▸ PROBLEM TO SOLVE
Retype, word for word, every line from the one holding "box: [193, 144, 205, 163]" through the one holding "box: [215, 2, 254, 10]" in the entries below, both included, and only those lines.

== RECORDS PROVIDED ==

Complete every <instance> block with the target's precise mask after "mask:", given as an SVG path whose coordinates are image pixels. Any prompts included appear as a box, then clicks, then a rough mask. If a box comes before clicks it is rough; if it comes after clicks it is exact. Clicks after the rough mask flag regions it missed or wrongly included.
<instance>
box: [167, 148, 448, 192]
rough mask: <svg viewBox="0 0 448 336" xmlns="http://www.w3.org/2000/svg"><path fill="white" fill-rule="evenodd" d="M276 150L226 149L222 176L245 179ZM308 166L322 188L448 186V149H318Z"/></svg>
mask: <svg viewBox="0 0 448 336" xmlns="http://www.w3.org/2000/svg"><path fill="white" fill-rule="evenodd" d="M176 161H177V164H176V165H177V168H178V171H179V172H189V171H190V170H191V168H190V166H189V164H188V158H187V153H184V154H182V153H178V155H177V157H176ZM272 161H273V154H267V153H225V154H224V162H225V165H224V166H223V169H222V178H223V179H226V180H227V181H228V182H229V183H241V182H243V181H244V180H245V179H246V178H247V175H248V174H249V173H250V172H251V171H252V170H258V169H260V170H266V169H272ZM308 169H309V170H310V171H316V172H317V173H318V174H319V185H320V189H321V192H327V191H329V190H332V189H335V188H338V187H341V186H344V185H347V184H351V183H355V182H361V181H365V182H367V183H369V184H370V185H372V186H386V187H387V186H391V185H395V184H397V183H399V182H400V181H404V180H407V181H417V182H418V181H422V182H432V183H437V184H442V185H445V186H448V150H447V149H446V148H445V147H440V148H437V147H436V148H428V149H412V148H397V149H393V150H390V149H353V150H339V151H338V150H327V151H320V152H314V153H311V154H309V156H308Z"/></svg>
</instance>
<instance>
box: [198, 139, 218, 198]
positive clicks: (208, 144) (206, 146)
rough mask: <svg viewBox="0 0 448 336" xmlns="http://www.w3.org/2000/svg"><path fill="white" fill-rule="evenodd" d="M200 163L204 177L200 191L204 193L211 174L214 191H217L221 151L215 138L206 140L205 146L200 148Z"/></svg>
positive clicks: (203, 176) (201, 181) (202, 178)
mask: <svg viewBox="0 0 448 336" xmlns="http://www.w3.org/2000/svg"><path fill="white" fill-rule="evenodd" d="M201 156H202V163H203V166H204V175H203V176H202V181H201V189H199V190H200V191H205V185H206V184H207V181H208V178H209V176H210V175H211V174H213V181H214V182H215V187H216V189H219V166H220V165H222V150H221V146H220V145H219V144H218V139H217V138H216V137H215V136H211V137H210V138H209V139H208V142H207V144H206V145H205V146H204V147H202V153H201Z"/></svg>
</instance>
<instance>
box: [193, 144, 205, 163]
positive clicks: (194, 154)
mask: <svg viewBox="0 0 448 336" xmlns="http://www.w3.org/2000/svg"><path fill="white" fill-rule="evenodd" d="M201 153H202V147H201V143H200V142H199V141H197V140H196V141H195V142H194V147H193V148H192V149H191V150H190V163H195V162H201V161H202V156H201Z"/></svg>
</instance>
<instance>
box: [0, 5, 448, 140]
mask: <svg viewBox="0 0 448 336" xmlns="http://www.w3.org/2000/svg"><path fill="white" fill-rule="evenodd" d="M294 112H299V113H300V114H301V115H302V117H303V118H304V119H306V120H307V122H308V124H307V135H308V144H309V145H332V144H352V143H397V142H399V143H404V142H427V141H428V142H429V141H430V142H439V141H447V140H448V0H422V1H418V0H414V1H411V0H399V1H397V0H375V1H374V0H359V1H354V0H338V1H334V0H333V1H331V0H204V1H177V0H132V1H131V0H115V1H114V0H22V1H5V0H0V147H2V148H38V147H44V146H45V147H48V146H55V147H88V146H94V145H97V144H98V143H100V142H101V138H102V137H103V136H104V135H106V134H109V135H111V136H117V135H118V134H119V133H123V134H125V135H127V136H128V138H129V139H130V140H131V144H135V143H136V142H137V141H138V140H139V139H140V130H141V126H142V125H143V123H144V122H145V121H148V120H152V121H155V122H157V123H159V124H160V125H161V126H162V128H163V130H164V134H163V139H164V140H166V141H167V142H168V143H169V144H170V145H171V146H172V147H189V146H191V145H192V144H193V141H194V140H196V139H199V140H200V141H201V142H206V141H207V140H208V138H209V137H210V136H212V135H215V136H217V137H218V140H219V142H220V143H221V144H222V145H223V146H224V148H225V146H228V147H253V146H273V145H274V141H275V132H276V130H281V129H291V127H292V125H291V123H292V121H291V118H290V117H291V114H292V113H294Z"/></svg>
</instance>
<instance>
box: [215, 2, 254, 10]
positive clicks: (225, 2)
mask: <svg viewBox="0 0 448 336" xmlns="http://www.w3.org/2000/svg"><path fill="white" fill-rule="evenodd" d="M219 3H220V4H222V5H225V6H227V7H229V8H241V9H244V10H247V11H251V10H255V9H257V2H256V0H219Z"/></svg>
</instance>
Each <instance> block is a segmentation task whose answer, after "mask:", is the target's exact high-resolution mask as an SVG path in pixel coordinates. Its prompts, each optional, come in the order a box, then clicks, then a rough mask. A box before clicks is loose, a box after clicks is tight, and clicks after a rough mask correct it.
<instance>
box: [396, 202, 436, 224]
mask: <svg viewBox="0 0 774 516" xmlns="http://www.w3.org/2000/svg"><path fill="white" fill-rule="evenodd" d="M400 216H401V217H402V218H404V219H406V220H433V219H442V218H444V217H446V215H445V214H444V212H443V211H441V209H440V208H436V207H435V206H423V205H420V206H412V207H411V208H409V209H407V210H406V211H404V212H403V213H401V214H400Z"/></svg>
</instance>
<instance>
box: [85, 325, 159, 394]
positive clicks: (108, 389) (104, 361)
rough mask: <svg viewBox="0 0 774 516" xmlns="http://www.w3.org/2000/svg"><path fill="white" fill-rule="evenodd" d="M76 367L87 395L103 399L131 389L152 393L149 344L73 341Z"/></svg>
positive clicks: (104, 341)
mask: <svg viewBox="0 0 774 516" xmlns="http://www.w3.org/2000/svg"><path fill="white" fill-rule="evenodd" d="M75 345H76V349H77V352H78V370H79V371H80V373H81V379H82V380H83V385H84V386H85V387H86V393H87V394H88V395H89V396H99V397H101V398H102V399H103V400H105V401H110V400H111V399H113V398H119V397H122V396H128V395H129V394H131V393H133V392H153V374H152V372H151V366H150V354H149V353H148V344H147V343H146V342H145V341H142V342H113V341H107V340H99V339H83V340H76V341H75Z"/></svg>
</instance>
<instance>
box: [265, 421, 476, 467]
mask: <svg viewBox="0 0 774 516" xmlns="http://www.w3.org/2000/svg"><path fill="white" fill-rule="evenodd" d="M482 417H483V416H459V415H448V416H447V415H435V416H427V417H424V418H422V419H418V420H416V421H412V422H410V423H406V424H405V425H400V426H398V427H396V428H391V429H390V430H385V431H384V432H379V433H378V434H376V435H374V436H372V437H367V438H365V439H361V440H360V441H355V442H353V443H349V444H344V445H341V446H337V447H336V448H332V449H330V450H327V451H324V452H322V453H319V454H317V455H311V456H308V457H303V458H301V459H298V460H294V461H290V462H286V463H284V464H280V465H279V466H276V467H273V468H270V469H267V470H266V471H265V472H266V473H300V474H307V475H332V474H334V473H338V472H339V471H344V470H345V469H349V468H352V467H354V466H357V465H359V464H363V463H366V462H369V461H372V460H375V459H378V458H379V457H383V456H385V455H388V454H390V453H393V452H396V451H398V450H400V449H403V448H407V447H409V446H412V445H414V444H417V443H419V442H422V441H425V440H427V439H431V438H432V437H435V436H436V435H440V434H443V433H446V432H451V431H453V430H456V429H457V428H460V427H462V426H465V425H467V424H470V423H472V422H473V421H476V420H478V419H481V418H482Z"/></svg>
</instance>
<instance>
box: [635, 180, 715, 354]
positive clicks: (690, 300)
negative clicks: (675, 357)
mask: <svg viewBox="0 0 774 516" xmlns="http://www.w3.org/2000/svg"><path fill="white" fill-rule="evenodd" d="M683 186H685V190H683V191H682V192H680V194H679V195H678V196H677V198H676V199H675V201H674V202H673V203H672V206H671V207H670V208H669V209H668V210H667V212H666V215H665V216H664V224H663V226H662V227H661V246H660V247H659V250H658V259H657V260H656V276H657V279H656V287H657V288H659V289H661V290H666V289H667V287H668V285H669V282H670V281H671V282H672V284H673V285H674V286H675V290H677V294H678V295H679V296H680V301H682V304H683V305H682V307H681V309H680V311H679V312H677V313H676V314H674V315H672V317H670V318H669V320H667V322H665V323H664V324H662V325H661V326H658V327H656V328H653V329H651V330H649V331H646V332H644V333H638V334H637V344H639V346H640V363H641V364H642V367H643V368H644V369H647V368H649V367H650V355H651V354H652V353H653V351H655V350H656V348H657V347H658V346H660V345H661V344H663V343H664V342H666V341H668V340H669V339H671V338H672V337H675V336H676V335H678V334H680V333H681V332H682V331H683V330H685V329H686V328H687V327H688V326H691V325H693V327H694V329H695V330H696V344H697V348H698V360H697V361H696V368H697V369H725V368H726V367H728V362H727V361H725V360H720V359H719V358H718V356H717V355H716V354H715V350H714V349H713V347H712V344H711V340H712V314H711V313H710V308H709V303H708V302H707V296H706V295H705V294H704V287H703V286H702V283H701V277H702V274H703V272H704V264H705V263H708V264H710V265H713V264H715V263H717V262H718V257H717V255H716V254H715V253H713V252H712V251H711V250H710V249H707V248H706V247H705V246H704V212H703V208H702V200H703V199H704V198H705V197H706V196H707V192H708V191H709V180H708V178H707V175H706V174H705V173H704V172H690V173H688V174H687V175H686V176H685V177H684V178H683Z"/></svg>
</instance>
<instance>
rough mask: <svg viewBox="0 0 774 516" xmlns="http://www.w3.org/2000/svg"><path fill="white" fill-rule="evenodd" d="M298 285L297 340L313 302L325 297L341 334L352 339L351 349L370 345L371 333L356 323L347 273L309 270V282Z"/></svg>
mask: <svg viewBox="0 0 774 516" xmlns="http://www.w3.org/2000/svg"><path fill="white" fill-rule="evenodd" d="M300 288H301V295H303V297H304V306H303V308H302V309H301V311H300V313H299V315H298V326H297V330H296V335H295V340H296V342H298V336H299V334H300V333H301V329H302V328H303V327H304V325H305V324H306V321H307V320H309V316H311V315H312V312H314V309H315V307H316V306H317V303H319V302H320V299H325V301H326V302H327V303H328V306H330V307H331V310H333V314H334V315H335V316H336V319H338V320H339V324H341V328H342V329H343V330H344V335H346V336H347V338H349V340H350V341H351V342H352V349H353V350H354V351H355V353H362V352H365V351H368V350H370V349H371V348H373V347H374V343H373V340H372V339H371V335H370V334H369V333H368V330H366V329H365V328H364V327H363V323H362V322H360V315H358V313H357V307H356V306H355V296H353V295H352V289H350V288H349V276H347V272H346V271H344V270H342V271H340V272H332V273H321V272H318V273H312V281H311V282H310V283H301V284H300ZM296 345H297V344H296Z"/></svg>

===

▸ RESPONSE TO THE EXERCISE
box: [193, 144, 205, 163]
positive clicks: (194, 154)
mask: <svg viewBox="0 0 448 336" xmlns="http://www.w3.org/2000/svg"><path fill="white" fill-rule="evenodd" d="M201 153H202V147H201V143H200V142H199V141H197V140H196V141H195V142H194V147H193V148H192V149H191V150H190V163H195V162H201V161H202V156H201Z"/></svg>
</instance>
<instance>
box: [0, 5, 448, 140]
mask: <svg viewBox="0 0 448 336" xmlns="http://www.w3.org/2000/svg"><path fill="white" fill-rule="evenodd" d="M294 112H299V113H300V114H301V115H302V117H303V118H304V119H306V120H307V122H308V124H307V135H308V144H309V145H332V144H352V143H397V142H399V143H404V142H427V141H428V142H429V141H430V142H439V141H447V140H448V0H422V1H418V0H414V1H411V0H399V1H397V0H375V1H374V0H359V1H354V0H338V1H334V0H333V1H331V0H204V1H177V0H132V1H131V0H115V1H114V0H22V1H5V0H0V147H2V148H38V147H44V146H45V147H48V146H55V147H88V146H94V145H97V144H98V143H100V142H101V138H102V137H103V136H104V135H106V134H109V135H111V136H117V135H118V134H119V133H123V134H125V135H127V136H128V138H129V139H130V140H131V144H135V143H136V142H137V141H138V140H139V139H140V130H141V126H142V125H143V123H144V122H145V121H148V120H152V121H155V122H157V123H159V124H160V125H161V126H162V128H163V130H164V134H163V139H164V140H166V141H167V142H168V143H169V144H170V145H171V146H172V147H189V146H191V145H192V144H193V141H194V140H196V139H199V140H200V141H201V142H206V141H207V140H208V138H209V137H210V136H212V135H215V136H217V137H218V140H219V142H220V143H221V144H222V145H223V146H224V148H225V146H228V147H253V146H273V145H274V141H275V132H276V130H281V129H291V127H292V125H291V123H292V121H291V118H290V117H291V114H292V113H294Z"/></svg>
</instance>
<instance>
box: [215, 2, 254, 10]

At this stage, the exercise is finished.